====== Texto fornecido ======

A política não se explicaria pela sociedade, ou seja, não configuraria um artefato institucional que ritualiza e reproduz relações de poder assentes em outras instâncias da vida coletiva. Mais correto seria dizer que a política assegura a produção dos agregados humanos por meio de certos atos de palavra que instauram problemáticas concernentes a todos os seus membros. Se for assim, nenhuma explicação “social” deve preceder a análise dos comportamentos políticos. Distante de Durkheim e próximo de Gabriel Tarde, Latour convida-nos a “abster[-nos] de toda explicação social para fazer emergir as formas de coordenação a partir das mediações práticas” (LATOUR, 2004 [2002], p. 12). Assim, tudo volta a estar em processo de elaboração e as fontes de articulação outrora instaladas pela sociologia no plano das estruturas subjacentes passam a ser imanentes ao desenvolvimento de mediações concretas, instáveis, não asseguradas a priori. Nesta abordagem, não estamos autorizados a assumir a política como algo existente, mas sim como um procedimento que pode vir a ocorrer ou não. A política nem sempre existe. Seu domínio é criado deliberadamente vez que outra, quando uma problemática emergente ativa o círculo da representação, onde a autonomia enunciativa das pessoas está condicionada a uma heteronomia representacional e vice-versa. Logo, retornarei sobre este ponto crucial. Por enquanto, diremos que houve política quando o uso da palavra deu nascimento a um “público”, isto é, a uma “totalidade provisoriamente definida” (LATOUR, 2004, p. 18). A existência deste público indica que a política está em curso; a partir do momento em que ele se desfaz, deixa de haver “palavra política” (ibid.).

======

O que fazer:
Pode retomar o texto sobre a concepção de política em Latour a partir do ponto em que ele termina? Os registros não têm papel algum nisto.

====== Material de origem ======

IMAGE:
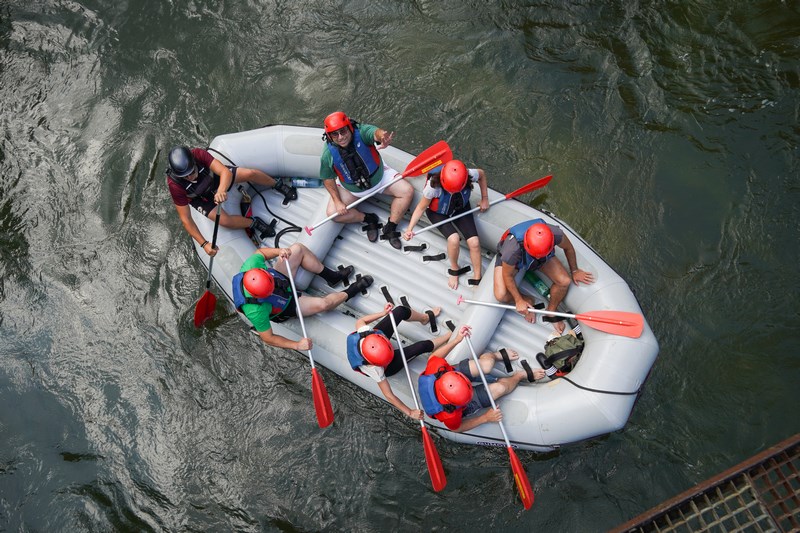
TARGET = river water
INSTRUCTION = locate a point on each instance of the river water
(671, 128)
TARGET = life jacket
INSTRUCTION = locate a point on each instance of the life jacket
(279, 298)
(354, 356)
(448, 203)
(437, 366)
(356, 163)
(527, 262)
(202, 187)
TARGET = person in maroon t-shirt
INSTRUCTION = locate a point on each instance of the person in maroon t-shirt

======
====== Material de origem ======

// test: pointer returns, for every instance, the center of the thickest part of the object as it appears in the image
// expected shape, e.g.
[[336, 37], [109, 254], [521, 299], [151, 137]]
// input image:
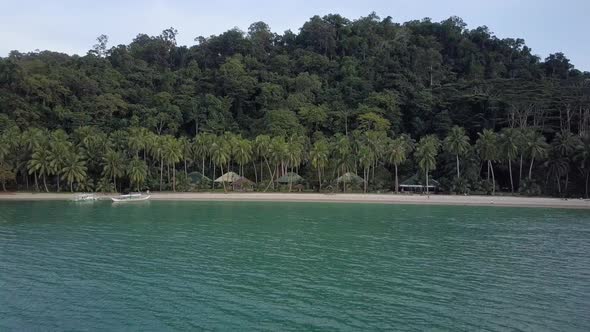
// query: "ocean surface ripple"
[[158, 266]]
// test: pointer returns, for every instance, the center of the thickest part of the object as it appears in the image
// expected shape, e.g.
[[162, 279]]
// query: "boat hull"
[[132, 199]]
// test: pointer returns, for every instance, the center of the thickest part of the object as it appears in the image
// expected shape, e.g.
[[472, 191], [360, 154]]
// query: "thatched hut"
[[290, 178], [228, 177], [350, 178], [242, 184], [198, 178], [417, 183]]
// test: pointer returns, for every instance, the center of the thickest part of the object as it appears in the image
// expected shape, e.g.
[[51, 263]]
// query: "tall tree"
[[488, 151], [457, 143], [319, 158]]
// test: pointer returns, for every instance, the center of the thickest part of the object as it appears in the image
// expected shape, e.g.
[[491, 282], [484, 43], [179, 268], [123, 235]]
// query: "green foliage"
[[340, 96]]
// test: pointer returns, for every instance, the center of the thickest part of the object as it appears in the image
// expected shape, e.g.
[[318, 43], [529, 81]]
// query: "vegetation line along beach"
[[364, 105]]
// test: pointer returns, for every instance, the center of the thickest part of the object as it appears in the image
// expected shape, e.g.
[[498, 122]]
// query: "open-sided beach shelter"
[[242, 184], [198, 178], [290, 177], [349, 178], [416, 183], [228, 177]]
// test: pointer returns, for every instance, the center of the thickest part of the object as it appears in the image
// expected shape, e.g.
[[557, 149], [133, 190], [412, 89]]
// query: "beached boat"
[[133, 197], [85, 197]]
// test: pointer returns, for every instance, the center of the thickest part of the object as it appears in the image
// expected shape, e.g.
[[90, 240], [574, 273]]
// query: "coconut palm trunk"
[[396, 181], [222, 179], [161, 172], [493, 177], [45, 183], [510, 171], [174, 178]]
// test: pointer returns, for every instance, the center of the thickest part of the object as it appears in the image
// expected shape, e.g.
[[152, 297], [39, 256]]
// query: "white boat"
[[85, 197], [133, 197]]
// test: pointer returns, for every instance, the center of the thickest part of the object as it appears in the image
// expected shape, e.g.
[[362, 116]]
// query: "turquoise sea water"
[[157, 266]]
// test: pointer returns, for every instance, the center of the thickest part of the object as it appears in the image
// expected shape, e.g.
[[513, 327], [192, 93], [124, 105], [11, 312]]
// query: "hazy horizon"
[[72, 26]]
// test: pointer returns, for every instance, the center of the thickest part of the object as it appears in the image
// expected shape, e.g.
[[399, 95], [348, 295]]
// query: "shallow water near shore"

======
====== Material de origem ======

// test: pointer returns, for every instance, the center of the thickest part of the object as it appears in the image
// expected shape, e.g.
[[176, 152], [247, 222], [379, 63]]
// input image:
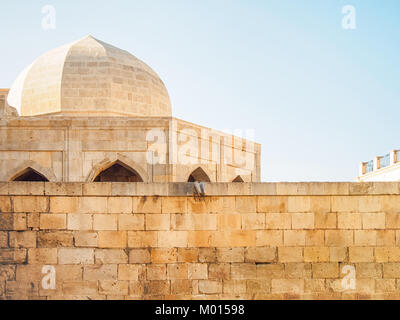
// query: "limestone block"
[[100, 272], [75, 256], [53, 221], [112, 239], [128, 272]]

======

Resposta do exercício:
Que possibilidade aparece diante de quem se deixa envolver pelo círculo da política? Basicamente, diria Latour, a de uma “representação unificada” do poder-ser de uma multidão. Como isto ocorre? Aqui, convém oferecer uma citação mais extensa, para não perder as sutilezas do esquema elaborado pelo autor:
[a representação consiste em] parti[r] de uma multidão que não sabe o que quer mas sofre ou reclama; obter, por uma sucessão de transformações radicais, uma representação unificada dessa multidão; depois, por uma tradução/traição vertiginosa, inventar […] uma versão desse sofrimento e dessa exigência; versão que será retomada pela boca de alguns que, por sua vez […], fá-la-ão retornar para a multidão sob a forma de exigências impostas, ordens dadas, leis; exigências, ordens e leis que a multidão media, traduz, transpõe, transforma, opõe de maneiras diversas que finalmente produzem uma nova barafunda de queixas que definem novos sofrimentos […] preparando novas opiniões (LATOUR, 2013, p. 328).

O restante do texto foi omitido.